§ Exercise aim: Count the lines in the data below that contain the word "entrance", and reply with that number alone.

** BEGIN **

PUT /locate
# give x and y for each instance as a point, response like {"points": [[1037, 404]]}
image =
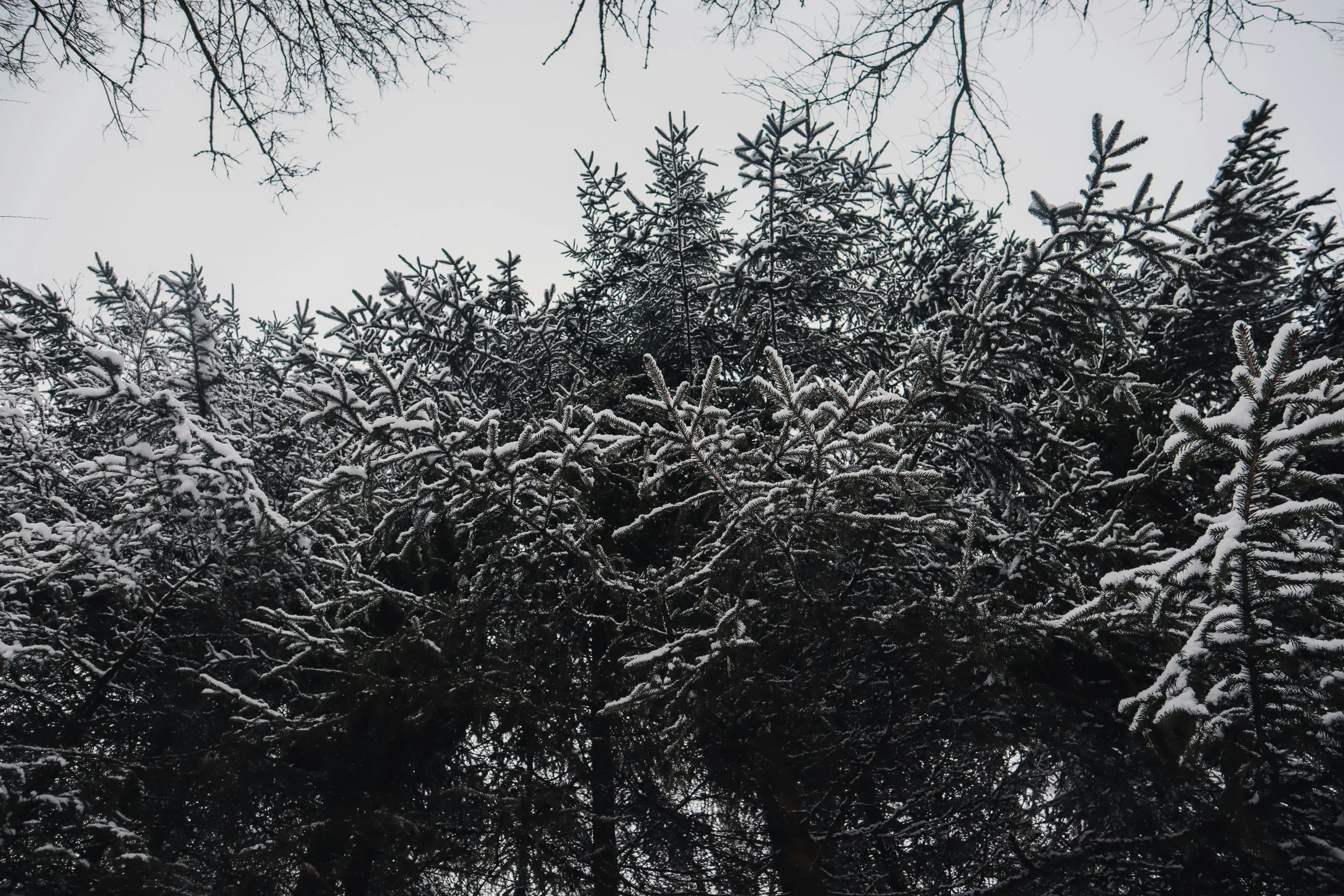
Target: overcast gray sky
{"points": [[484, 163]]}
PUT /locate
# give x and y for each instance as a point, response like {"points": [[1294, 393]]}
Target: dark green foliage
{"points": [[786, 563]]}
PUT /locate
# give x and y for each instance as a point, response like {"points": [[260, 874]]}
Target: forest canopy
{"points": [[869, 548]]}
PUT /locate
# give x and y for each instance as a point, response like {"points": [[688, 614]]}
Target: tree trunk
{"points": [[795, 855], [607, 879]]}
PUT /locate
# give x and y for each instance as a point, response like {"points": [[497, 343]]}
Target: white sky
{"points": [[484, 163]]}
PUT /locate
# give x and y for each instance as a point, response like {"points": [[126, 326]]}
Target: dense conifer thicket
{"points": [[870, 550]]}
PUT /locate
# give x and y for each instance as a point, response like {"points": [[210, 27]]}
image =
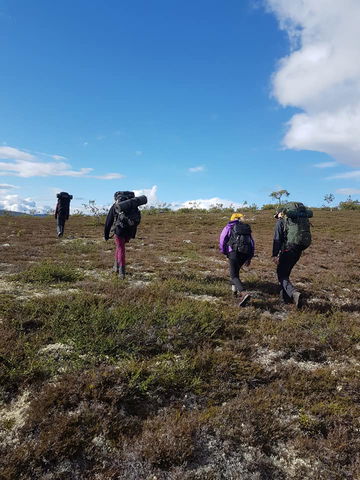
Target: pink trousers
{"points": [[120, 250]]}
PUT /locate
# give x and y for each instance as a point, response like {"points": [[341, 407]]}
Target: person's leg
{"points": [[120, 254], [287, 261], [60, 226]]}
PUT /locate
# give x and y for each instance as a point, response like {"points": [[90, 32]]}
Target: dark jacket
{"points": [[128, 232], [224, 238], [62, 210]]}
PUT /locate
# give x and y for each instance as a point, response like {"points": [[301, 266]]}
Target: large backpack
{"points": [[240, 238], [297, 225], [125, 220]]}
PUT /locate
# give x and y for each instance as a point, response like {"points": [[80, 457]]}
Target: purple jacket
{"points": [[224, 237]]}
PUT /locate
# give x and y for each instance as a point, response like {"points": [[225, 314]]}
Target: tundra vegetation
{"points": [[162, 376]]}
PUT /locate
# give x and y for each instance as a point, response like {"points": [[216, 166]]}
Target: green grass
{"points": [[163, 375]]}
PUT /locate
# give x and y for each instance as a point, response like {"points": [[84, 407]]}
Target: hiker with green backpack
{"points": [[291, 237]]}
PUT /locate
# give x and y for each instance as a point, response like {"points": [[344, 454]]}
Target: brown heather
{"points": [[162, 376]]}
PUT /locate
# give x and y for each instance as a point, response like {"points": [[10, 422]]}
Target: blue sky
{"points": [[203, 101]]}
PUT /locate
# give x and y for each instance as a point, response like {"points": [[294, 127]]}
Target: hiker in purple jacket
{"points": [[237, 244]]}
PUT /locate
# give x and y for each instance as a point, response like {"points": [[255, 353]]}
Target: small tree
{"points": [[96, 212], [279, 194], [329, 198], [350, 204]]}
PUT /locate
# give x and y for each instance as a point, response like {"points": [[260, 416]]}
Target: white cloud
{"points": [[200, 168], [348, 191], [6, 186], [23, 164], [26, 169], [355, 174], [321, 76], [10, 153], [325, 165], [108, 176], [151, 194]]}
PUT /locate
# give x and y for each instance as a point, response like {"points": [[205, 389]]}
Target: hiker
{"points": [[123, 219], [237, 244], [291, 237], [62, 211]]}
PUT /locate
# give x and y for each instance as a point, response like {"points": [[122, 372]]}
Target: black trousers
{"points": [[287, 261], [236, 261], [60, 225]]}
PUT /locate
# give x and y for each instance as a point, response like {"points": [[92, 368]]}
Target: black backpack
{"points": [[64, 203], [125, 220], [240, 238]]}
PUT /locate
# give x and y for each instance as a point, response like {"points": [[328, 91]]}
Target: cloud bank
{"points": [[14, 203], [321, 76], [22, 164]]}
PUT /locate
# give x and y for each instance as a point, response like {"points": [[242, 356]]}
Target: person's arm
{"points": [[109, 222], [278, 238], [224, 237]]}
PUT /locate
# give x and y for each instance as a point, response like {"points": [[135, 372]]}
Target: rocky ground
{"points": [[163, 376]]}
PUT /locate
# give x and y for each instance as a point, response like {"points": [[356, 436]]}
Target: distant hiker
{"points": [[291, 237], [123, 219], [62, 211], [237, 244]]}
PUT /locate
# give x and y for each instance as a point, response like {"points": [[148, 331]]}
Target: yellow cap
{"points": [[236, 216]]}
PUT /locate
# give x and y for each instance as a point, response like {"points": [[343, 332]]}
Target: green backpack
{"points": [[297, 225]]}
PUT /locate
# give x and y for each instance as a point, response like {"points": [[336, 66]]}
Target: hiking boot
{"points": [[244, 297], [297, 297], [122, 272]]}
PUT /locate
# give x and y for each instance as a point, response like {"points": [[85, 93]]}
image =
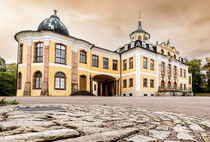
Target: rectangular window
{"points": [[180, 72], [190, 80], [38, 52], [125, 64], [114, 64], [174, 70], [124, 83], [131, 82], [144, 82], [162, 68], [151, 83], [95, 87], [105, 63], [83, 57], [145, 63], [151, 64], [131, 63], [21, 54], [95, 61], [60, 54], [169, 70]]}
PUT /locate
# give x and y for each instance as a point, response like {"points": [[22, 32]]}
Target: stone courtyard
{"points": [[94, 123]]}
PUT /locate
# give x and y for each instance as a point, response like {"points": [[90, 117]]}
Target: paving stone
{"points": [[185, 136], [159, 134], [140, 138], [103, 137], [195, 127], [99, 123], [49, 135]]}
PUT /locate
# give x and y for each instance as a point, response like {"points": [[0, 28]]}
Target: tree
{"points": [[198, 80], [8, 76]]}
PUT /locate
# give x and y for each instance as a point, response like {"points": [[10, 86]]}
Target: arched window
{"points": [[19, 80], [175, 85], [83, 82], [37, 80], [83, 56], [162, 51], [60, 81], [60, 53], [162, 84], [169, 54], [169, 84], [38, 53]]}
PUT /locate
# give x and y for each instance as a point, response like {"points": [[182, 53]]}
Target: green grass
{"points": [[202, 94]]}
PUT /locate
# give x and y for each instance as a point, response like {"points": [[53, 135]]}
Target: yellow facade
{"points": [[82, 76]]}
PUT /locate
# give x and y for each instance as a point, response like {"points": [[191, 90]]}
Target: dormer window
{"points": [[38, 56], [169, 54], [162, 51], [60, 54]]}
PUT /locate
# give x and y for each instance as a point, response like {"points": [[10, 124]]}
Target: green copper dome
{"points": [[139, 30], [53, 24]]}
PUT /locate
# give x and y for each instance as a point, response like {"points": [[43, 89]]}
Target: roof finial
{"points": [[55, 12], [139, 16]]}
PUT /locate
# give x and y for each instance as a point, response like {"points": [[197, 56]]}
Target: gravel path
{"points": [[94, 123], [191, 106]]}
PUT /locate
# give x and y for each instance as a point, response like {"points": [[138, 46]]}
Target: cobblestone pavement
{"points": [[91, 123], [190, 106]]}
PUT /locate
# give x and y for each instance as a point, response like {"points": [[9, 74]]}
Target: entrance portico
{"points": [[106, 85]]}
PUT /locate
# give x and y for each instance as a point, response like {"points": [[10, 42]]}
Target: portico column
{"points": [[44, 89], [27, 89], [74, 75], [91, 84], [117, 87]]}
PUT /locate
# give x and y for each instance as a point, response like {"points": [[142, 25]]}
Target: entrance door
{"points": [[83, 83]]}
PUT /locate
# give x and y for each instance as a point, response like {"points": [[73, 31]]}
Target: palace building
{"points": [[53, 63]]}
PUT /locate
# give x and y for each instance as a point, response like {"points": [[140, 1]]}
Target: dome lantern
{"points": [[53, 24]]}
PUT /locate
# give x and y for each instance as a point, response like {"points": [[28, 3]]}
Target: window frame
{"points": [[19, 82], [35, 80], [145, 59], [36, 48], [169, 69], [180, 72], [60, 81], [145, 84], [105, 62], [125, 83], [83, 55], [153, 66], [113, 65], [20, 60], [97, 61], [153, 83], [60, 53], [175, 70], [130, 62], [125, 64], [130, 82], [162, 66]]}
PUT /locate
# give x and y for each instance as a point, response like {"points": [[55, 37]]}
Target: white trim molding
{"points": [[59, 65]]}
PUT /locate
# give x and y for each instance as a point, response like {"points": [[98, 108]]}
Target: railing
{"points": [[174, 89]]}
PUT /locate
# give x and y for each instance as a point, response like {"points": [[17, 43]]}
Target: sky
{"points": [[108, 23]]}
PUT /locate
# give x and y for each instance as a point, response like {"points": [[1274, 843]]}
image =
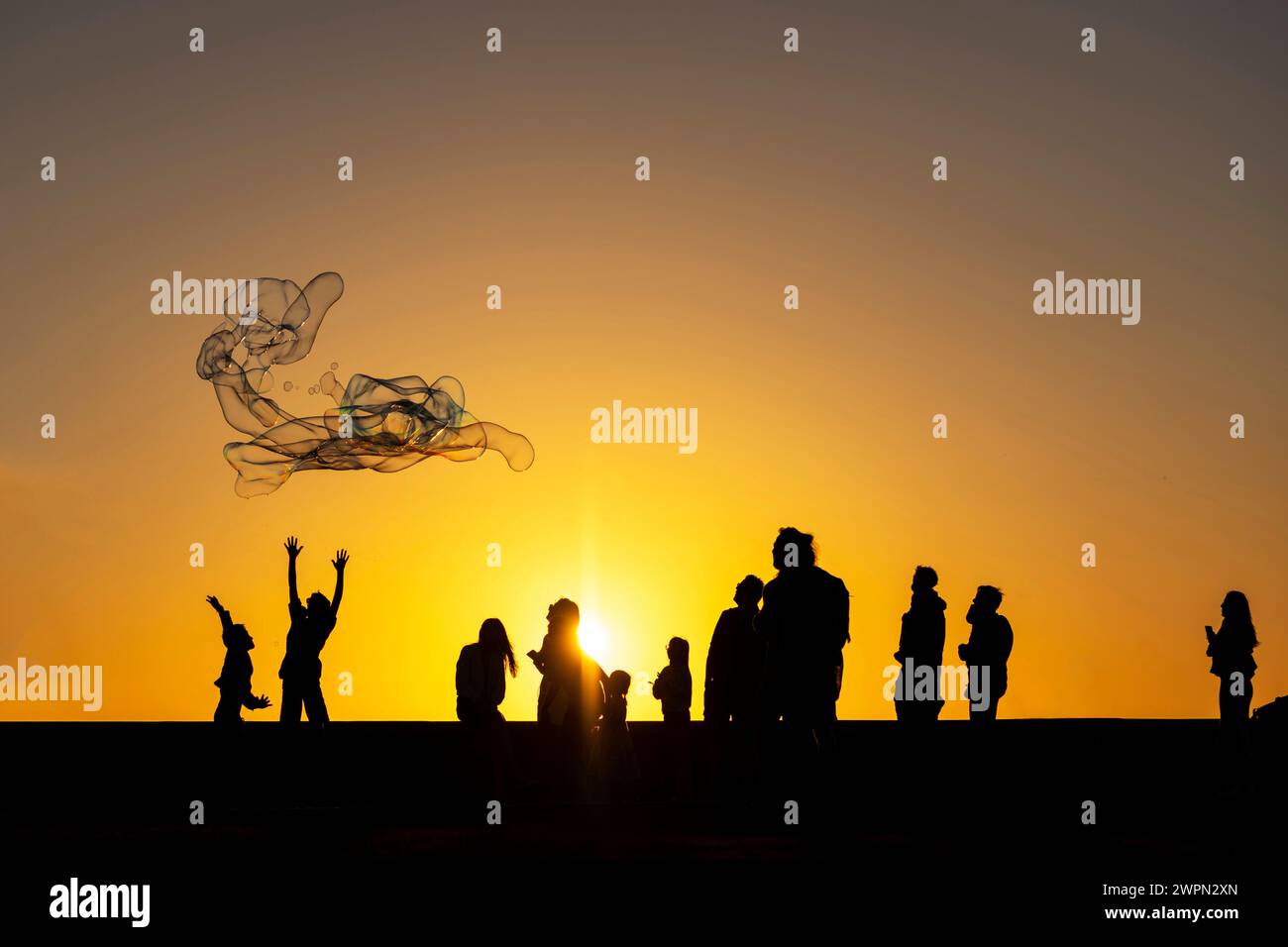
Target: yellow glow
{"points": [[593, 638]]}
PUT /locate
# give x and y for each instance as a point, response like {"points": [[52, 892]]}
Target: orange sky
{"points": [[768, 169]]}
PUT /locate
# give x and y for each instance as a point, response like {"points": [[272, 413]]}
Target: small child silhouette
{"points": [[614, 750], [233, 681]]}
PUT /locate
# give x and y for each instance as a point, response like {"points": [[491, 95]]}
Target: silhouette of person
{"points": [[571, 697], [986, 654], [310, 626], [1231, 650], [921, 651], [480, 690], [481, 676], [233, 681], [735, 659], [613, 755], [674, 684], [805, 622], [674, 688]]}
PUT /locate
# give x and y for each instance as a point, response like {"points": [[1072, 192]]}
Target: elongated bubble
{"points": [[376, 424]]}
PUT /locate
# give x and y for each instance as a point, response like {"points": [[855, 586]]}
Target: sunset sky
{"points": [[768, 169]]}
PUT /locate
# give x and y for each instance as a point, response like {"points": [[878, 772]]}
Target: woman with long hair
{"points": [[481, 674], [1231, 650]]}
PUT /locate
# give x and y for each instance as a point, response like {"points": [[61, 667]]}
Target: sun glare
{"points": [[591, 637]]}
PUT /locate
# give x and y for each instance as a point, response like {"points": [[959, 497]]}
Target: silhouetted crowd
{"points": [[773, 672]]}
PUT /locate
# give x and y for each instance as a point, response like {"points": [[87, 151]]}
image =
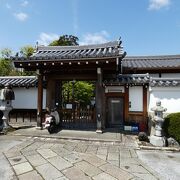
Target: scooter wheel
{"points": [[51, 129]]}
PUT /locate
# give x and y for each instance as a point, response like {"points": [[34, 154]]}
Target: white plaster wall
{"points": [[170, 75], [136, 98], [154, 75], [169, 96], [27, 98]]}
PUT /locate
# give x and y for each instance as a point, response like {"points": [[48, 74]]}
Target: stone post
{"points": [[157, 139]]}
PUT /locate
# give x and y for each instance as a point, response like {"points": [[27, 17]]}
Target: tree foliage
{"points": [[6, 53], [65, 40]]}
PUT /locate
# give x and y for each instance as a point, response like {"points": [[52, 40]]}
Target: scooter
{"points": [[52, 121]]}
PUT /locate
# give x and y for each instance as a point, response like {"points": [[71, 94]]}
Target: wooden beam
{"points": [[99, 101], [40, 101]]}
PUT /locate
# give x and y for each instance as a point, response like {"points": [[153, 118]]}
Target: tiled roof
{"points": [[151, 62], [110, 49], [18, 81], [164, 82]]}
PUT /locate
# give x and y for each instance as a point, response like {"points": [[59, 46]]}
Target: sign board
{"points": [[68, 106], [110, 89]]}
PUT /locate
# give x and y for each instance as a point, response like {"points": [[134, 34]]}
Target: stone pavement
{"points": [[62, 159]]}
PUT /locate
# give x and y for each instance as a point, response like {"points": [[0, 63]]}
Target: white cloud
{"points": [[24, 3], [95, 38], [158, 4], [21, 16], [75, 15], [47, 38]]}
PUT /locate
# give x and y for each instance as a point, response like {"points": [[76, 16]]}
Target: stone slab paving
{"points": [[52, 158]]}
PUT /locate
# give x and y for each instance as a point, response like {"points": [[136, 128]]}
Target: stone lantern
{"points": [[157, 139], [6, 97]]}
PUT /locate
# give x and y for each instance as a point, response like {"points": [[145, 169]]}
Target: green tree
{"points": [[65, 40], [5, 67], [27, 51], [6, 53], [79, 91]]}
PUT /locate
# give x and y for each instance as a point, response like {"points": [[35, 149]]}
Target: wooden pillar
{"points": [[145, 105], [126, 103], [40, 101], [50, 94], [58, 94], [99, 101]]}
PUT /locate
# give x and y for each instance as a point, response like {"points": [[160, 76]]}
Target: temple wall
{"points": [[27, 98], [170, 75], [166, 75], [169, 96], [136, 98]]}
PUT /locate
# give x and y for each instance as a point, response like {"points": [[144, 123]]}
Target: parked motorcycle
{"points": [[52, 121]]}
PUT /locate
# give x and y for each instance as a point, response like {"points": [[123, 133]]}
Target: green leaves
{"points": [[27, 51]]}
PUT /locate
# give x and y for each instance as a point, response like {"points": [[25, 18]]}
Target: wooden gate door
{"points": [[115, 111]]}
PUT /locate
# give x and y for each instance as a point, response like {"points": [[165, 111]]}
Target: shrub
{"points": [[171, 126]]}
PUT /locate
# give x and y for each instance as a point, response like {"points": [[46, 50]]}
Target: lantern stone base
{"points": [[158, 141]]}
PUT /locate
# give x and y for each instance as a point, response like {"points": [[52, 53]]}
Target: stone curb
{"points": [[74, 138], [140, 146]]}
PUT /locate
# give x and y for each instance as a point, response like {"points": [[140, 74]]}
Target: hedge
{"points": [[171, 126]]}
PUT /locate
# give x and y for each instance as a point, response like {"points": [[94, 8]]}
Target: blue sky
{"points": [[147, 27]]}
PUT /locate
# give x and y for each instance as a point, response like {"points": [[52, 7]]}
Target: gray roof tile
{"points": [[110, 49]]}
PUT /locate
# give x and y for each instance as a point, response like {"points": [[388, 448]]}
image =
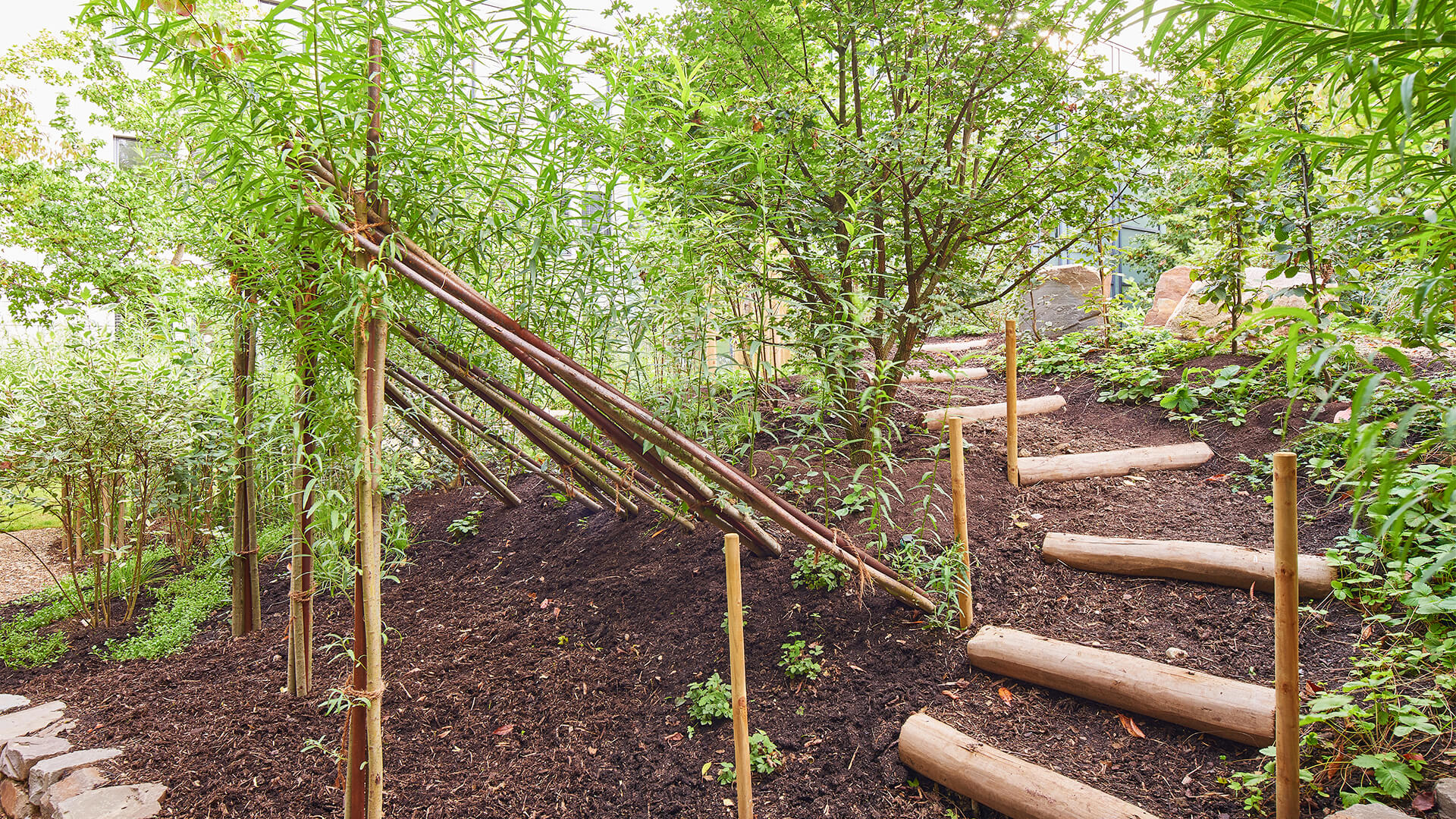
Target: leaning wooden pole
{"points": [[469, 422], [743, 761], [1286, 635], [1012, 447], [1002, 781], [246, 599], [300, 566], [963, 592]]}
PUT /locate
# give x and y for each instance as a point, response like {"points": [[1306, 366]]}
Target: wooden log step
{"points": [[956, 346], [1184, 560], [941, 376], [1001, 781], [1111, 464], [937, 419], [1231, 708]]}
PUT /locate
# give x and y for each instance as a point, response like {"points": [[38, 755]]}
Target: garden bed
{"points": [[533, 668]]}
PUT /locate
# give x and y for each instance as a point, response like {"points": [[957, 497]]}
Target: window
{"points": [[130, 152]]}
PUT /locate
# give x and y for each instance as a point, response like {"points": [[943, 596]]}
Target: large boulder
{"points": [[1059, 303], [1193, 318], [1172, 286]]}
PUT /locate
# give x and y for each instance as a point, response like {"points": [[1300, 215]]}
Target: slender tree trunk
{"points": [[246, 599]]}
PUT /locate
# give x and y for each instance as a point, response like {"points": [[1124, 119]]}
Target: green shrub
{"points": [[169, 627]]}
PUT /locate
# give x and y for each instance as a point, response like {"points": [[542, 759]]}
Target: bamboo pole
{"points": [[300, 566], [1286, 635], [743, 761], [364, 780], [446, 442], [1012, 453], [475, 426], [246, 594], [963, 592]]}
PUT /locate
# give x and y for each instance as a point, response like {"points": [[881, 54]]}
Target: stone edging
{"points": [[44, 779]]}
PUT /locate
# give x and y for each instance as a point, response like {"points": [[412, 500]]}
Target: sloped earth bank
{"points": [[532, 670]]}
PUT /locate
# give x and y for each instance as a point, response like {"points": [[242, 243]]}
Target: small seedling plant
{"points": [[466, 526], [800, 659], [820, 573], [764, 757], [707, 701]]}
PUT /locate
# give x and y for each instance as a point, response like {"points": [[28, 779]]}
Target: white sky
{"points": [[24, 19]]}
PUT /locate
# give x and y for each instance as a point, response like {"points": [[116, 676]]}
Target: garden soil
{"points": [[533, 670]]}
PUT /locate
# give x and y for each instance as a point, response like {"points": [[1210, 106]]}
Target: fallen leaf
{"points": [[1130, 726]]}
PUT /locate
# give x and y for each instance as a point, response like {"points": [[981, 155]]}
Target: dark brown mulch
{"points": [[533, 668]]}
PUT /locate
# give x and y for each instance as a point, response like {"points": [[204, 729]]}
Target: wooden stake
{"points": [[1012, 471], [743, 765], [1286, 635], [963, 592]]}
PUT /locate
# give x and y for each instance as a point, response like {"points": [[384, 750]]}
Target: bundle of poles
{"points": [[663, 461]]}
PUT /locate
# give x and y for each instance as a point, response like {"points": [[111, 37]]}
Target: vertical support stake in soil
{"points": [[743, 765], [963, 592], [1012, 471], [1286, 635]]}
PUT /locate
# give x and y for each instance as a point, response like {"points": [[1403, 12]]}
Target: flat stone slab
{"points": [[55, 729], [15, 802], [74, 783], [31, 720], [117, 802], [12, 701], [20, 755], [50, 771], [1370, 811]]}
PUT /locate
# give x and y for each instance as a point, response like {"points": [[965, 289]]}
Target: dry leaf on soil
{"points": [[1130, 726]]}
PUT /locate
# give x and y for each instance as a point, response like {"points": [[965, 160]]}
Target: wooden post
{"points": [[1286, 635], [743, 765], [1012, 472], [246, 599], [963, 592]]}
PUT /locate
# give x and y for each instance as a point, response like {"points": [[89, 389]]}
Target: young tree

** END **

§ Written answer: 2